[Dataset content — start]

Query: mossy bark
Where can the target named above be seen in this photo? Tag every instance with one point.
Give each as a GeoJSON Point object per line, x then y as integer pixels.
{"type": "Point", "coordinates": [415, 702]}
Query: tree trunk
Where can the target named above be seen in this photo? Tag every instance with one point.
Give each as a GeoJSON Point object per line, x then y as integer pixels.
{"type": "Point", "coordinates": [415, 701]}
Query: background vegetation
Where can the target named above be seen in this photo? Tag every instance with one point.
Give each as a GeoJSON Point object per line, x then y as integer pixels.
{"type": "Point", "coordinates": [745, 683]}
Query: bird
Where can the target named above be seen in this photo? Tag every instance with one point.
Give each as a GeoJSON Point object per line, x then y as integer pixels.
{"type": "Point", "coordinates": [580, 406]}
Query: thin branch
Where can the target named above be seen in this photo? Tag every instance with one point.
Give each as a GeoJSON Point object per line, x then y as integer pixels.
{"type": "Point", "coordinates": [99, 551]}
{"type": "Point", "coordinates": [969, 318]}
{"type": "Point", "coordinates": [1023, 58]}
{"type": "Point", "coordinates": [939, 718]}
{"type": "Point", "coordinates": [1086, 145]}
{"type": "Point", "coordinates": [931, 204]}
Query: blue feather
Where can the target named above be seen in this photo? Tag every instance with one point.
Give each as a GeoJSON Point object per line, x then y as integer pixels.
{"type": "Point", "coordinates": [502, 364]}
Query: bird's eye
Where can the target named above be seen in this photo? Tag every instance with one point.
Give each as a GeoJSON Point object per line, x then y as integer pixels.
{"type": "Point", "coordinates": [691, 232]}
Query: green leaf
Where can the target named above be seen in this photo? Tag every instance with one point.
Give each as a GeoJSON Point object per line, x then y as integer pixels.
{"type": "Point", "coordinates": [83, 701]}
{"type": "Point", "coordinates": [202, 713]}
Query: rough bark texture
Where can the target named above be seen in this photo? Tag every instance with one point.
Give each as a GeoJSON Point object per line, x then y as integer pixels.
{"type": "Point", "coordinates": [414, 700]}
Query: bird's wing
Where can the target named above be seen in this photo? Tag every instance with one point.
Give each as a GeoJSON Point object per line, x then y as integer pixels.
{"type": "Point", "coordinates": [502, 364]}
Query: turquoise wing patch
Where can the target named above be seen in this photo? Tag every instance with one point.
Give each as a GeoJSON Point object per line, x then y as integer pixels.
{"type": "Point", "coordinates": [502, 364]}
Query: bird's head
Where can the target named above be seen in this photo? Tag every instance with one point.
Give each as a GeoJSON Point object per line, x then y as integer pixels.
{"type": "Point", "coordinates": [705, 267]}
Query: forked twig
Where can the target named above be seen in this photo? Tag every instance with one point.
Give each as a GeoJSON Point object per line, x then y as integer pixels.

[Dataset content — finish]

Would you print all of the records exactly as they were given?

#### [Answer for this exercise]
Query: mossy bark
Where can the target named above be seen in this photo? Tag every instance with one point.
Give each as a GeoJSON Point object per line, x then y as integer pixels.
{"type": "Point", "coordinates": [415, 702]}
Query: tree trunk
Where can the target named above be seen in this photo? Tag every instance with one point.
Give each as a GeoJSON Point object per line, x then y as integer pixels.
{"type": "Point", "coordinates": [415, 701]}
Query: background vegetation
Where can the target named above be seen in this photo? Tag every instance with one point.
Give each as a GeoJSON Point object per line, x then y as integer pixels.
{"type": "Point", "coordinates": [745, 683]}
Query: bird
Where can the target named above be seen in this photo? Tag every instance with one point.
Give each as a GeoJSON Point object per line, x then y as integer pixels.
{"type": "Point", "coordinates": [580, 406]}
Query: thin branch
Where can the target named above be seen in this photo? Tag every instance with one point.
Give each as a GeoJSON Point object per line, x then y as integer pixels.
{"type": "Point", "coordinates": [99, 551]}
{"type": "Point", "coordinates": [969, 318]}
{"type": "Point", "coordinates": [1023, 58]}
{"type": "Point", "coordinates": [939, 718]}
{"type": "Point", "coordinates": [1086, 145]}
{"type": "Point", "coordinates": [931, 204]}
Query: blue feather
Where can the target named above be seen in this photo? Tag every instance with one point.
Give each as a GeoJSON Point object per line, x then y as integer pixels.
{"type": "Point", "coordinates": [502, 364]}
Query: bird's eye
Where can the target named above be seen in this photo? Tag every instance with one point.
Give each as a GeoJSON Point object per line, x then y as integer pixels.
{"type": "Point", "coordinates": [691, 232]}
Query: green leaf
Where can the target named above be seen in this photo? Tag every instance with one point.
Give each as a GeoJSON Point object per line, x then y as integer pixels.
{"type": "Point", "coordinates": [83, 701]}
{"type": "Point", "coordinates": [202, 713]}
Query: rough bark texture
Where can the target named above be seen in this photo? Tag every instance with one point.
Give each as a GeoJSON Point object per line, x then y as integer pixels.
{"type": "Point", "coordinates": [414, 700]}
Query: bird's wing
Where can the target named above be seen in this photo? Tag every instance with one point.
Give each as a GeoJSON Point object per line, x then y as integer pixels.
{"type": "Point", "coordinates": [502, 364]}
Query: turquoise wing patch
Where can the target named above be seen in this photo? Tag every instance with one point.
Give each as a GeoJSON Point object per line, x then y as integer pixels.
{"type": "Point", "coordinates": [502, 364]}
Query: bird's head
Where can the target named above be seen in this photo? Tag every instance with one point.
Give each as a GeoJSON Point object per line, x then y as integer pixels.
{"type": "Point", "coordinates": [705, 267]}
Query: forked twig
Where can the target named above be seen in this photo? Tag every instance with one point.
Give each as a GeoJSON Point object per line, x then y as integer pixels.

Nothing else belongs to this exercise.